**Texto fornecido**:
+ + + +

A pobreza fica-lhes tão bem
Ao mesmo tempo que Portugal empobrece sem paralelo,
há uma certa classe que acha isso tão natural como respirar e que não
prescinde de o afirmar em alto e bom som. É óbvio que a opinião vincula
quem a dá e nisso não vem mal nenhum ao mundo.
Mas da mesma forma que é antural a liberdade de expressão, é também
legítima a reacção que, neste caso, é preciso que seja audível e
facilmente decifrável. Uma ideia à força de ser repetida torna-se algo
natural, uma espécie de paisagem familiar que aos poucos se instala como
coisa própria, uma segunda pele que vai cobrindo a primeira até que se
torna única e primordial.
Esta ideia da pobreza ser algo natural e até inevitável choca-me. E
choca-me ainda mais profundamente quando a vejo ser veiculada por gente
que não sabe, de mote próprio, o que é empobrecer, mesmo que tenuamente.
Choca-me que a presidente do Banco Alimentar Contra a Fome considere
natural que as pessoas não possam comer bife todos os dias, ou que até
queiram comer todos os dias. Choca-me que ache natural e aceitável que
alguém já não possa regressar ao mercado de trabalho aos 45 anos.
Choca-me que diga que o povo viveu acima das suas possibilidades, quando
o seu problema pessoal mais grave parece ser o facto dos filhos lavarem
os dentes com a água a correr na torneira.
Gostaria de saber se Isabel Jonet acharia natural que os seus filhos
não puedessem comer bifes todos os dias, ou que não tivessem casa onde
existem torneiras e água a correr, ou que não tivessem acesso à escola,
ou que não tivessem brinquedos este Natal, nem livros por onde estudar,
nem pais com emprego, nem esperança, nem dignidade, nem sonhos, nem algo
a que chamar vida.

+ + + +

**Linhas de dados**:
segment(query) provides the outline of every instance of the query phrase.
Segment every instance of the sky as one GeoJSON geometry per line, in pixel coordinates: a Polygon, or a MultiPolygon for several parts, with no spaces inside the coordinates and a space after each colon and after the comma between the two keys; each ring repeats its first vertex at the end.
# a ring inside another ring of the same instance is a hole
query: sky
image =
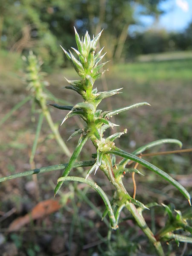
{"type": "MultiPolygon", "coordinates": [[[[168,31],[182,32],[192,22],[192,0],[166,0],[159,6],[165,13],[160,15],[158,29],[164,29],[168,31]]],[[[148,29],[154,24],[154,19],[151,16],[140,15],[141,25],[133,26],[130,32],[143,31],[148,29]]]]}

+ + + +

**Tarefas a realizar**:
• A. Repita sem qualquer alteração o trecho do texto sobre a pobreza compreendido entre "Choca-me que diga" e "que chamar vida.", ambos inclusive.
• B. Responda às perguntas sobre o texto acerca da pobreza:
(i) Segundo o texto, a partir de que idade a presidente do Banco Alimentar Contra a Fome acha natural que alguém já não possa regressar ao mercado de trabalho?
(ii) Que facto é apontado como o problema pessoal mais grave dessa presidente?
(iii) A que imagens é comparada uma ideia que, à força de ser repetida, se torna natural?
Responda com base unicamente no texto.

**Respostas por tarefa**:
• A.
Choca-me que diga que o povo viveu acima das suas possibilidades, quando
o seu problema pessoal mais grave parece ser o facto dos filhos lavarem
os dentes com a água a correr na torneira.
Gostaria de saber se Isabel Jonet acharia natural que os seus filhos
não puedessem comer bifes todos os dias, ou que não tivessem casa onde
existem torneiras e água a correr, ou que não tivessem acesso à escola,
ou que não tivessem brinquedos este Natal, nem livros por onde estudar,
nem pais com emprego, nem esperança, nem dignidade, nem sonhos, nem algo
a que chamar vida.

• B.
(i) Aos 45 anos.
(ii) O facto de os filhos lavarem os dentes com a água a correr na torneira.
(iii) A uma espécie de paisagem familiar e a uma segunda pele que vai cobrindo a primeira.